PROBLEMS AND TASKS:
[1] In the home theater forum post, what height will the false roofing be installed to?
[2] Retype the home theater forum post word for word, starting with "## giddavr (May" and going on through "upconverting DVD player.".
[3] Write what comes next in the home theater forum post, picking up after its final sentence.
### SELECTED EXTRACT
# My Dedicated New Home Theater



## giddavr (May 12, 2007)

Hello everybody

I am a 57 yr old Doctor from a small town in Andhra Pradesh, a state in South of India. I love movies and have been enjoying them on a 50" Sony 3LCD RPTV till now. Had just returned from the US of A with a Panasonic 200 720P LCD Projector and a Samsung 1080p8 upconverting DVD player.

This has enabled me to start on my longstanding dream of a dedicated Home Th.
I had a spare room on groundfloor which I had previously used as a Darkroom for phography. Since the digital age there is no longer a use for the same and I have decided to convert it into my HT.

The room size is 190" Long, 152" Wide and 144" High. I shall be having a false roofing installed to a height of 120", which would give me a Good acoustic Room Dimension. There will be a Split AC and 2 rows of seating - a front row of comfy
Sofa seats ( may be 4 lazy boys) and a backrow of reclining theatre seats- 4-5. on a
15” Riser.

My Design Goals in order of priority:

1.	The picture
2.	The Sound
3.	Comfortabe Seating
4.	Aesthetics

To this end I have had a door and a window on a wall dummied for preparation as the Frontwall with the screen. The walls have been painted with a Very Dark Blue Color
As I didn’t want any light reflections from the screen degrading the image. Black Matte is the ideal color but I have yet to see any theatre with black on the walls. This color was nice looking and you can see the result in the attached screen image.

It’s been 3 days since I started on the projector and I have been able to get a sample screen image today.
######
### EXTRACTED RECORDS
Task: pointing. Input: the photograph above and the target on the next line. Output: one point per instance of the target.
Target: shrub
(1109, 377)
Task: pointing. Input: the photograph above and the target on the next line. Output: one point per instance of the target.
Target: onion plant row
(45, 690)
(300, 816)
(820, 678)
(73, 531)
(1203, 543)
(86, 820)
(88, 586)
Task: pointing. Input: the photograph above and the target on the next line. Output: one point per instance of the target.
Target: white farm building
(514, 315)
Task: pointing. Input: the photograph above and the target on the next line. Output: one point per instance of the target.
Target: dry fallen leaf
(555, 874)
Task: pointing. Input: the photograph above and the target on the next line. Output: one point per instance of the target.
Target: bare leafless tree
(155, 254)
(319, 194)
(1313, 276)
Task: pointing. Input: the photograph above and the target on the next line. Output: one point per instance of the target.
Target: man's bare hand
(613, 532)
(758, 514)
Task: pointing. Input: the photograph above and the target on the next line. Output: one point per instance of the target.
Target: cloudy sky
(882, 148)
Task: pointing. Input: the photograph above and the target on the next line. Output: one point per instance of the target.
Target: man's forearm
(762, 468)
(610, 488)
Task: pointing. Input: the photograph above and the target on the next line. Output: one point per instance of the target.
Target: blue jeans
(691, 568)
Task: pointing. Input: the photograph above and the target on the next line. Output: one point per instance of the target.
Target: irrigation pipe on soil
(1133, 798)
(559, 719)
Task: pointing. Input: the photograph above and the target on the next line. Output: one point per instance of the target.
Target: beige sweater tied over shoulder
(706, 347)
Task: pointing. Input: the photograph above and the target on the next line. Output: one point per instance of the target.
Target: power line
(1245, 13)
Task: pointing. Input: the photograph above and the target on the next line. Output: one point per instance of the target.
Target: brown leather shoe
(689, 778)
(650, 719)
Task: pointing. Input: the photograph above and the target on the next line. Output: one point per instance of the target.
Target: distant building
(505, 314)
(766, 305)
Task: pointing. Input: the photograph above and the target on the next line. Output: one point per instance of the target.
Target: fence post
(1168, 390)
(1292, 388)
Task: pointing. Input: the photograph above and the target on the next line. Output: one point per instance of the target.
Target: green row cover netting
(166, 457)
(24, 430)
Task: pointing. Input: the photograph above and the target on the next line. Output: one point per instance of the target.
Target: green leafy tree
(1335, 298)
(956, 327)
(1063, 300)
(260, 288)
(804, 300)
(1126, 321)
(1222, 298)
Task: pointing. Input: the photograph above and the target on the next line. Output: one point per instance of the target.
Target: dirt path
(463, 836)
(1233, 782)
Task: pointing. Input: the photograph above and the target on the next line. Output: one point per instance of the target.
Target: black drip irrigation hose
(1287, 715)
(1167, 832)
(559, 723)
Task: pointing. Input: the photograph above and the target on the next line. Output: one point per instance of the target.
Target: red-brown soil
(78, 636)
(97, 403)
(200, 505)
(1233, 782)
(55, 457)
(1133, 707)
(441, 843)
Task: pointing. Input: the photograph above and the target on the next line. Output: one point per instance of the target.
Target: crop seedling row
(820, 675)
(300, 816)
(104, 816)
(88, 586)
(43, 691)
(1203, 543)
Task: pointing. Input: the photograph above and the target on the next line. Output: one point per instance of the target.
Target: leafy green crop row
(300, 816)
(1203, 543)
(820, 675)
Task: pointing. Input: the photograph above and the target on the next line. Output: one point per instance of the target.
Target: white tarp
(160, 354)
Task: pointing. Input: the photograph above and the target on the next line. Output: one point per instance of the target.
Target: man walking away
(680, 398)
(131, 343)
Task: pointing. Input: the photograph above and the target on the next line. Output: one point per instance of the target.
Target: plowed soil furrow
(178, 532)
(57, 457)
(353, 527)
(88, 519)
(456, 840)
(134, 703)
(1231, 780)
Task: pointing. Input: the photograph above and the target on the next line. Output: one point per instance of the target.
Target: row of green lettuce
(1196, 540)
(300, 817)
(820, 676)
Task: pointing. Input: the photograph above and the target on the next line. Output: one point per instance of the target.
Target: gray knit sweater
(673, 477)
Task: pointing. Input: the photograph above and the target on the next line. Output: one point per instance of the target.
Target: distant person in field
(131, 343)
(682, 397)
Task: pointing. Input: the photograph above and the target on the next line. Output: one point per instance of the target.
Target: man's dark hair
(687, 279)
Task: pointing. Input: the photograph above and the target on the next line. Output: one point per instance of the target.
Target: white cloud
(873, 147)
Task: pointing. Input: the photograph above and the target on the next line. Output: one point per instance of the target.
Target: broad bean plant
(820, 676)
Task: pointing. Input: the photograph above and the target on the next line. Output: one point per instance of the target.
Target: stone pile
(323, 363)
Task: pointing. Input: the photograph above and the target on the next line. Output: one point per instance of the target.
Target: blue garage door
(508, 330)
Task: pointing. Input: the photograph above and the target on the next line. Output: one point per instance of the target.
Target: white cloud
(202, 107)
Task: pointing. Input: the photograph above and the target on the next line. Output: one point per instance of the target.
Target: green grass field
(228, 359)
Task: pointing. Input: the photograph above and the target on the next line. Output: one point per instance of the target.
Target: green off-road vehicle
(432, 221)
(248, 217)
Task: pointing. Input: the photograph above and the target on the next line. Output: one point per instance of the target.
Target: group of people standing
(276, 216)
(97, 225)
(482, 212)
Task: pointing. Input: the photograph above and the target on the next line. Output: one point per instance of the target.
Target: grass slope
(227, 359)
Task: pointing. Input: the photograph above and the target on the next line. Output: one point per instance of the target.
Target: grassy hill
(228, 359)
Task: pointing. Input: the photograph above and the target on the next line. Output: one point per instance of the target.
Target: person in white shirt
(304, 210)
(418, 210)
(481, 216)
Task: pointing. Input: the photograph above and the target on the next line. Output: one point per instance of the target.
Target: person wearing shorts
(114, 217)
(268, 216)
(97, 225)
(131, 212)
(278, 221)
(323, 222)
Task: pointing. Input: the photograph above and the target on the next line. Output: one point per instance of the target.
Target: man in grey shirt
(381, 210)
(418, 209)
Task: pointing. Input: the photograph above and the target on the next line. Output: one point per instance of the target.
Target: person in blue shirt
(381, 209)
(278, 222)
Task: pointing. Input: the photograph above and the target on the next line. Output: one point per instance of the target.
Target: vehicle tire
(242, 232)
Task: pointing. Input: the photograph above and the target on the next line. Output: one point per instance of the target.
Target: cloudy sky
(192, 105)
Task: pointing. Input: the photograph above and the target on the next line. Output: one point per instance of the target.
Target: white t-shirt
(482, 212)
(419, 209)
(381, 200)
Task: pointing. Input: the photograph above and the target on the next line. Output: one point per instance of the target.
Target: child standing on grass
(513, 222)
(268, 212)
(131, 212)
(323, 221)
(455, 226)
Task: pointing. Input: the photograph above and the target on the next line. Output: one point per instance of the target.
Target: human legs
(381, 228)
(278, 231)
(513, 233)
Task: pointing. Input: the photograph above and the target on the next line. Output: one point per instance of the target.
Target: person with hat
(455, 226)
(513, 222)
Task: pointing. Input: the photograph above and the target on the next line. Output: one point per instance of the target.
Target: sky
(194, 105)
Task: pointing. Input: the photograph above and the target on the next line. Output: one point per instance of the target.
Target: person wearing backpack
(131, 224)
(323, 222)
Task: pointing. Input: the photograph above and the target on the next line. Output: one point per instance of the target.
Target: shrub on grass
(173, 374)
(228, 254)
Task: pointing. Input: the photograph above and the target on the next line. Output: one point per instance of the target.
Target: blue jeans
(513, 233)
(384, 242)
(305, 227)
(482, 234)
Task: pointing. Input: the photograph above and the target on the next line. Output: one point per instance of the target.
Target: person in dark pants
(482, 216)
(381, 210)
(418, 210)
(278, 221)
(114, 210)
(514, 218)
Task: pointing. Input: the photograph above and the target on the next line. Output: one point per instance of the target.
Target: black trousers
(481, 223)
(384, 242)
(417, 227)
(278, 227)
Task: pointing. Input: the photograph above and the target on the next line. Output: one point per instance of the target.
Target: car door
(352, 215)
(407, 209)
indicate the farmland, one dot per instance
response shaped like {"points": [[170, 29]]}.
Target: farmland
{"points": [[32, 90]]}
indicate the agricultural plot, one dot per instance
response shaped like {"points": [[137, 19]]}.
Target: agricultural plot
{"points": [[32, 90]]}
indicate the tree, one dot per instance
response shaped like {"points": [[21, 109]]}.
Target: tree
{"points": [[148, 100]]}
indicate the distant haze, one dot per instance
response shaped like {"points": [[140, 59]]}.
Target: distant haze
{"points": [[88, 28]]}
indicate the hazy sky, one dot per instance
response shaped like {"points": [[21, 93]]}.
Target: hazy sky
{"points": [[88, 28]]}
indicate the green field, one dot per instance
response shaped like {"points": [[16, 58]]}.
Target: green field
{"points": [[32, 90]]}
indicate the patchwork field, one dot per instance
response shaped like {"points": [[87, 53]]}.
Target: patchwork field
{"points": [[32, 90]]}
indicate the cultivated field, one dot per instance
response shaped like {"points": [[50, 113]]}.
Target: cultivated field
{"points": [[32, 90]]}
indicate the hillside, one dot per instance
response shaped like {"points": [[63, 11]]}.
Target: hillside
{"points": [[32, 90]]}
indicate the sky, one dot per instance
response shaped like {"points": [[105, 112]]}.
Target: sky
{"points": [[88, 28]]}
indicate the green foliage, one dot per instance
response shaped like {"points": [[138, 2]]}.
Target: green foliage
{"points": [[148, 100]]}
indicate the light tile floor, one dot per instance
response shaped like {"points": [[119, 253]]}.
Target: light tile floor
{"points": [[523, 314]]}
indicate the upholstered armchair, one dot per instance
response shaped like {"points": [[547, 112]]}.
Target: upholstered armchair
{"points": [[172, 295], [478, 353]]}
######
REPLIES:
[1] 120 inches.

[2]
## giddavr (May 12, 2007)

Hello everybody

I am a 57 yr old Doctor from a small town in Andhra Pradesh, a state in South of India. I love movies and have been enjoying them on a 50" Sony 3LCD RPTV till now. Had just returned from the US of A with a Panasonic 200 720P LCD Projector and a Samsung 1080p8 upconverting DVD player.

[3]
I hope to post the entire construction as it evolves with my thoughts and doings.

The screen shots for your enjoyment. I am just testing various screen surfaces before settling on a final screen choice. I first used a plain polyster sheet, which wasn't bright enough. These are on a 48"x96" white laminate. The image is bright enough but there is a Hotspot directly in front of the projector lens.

Gvr

PS: My Equipment will be 1. Panasonic PTAX200U LCD Projector. 2. Samsung DVD 1080P8 upconverting player OR Oppo 971H upconverting DVD Player.
3. Onkyo TX-SR504 AV Receiver. 4. Polk Audio – M40s for Front, CS1 Center,
RA101s for side and back surrounds with a DIY 15” 240W. powered Sub.


----------



## Prof. (Oct 20, 2006)

Hi giddavr and welcome to the Shack..

It sounds like you have a nice theatre underway..:T
Did you use a white laminate with a matt surface for your screen?..
If you're getting hot-spotting, then the surface must have some sheen to it..

Keep us up to date with your progress..


----------



## giddavr (May 12, 2007)

Na, Couldn't get a matte laminate and used a glossy laminate, as I couldn't wait to get at the big image. Will have to journey to a nearby city this week end to look for matte laminate or screen fabric if I decide to go that way. Right nw planning on painting the glossy laminate with a white matte emulsion, as the weekend is still a couple of days away.

Thanks for the response

Gvr


----------



## salvasol (Oct 31, 2006)

Welcome to the forum :wave: :wave: :wave:

Enjoy this place and your project ... I think it will be a :yay: when done.

By the way ... Who is that in the second picture??? ... Is she single??? :bigsmile: :rofl2:


----------



## giddavr (May 12, 2007)

Thanks for the welcome.
Yep, She is single and considered the sexiest girl in Hindi (Indian) cinema. Name- Bipasa Basu


----------



## suniil (Jul 24, 2006)

welcome to the forum doctor.

Very nice pictures indeed, it would be nice to show us the rest of the AV equipments as well.


----------



## giddavr (May 12, 2007)

Thanks Suniil

I am doing trial runs using an old Sony HT in a Box for the sound. My Onkyo & Polks are currently in use in the Family Room connected to a 50" Sony RPTV. Once I set up the HT properly I shall post pics of everything

GvR


----------



## pioneerscreens (Jul 10, 2008)

Your hot spots will get eliminated if you use a good Projection Screen instead of Projecting on a painted wall.

Rgds,

HYG


----------



## giddavr (May 12, 2007)

I have finally finished my home theater, except for the seats.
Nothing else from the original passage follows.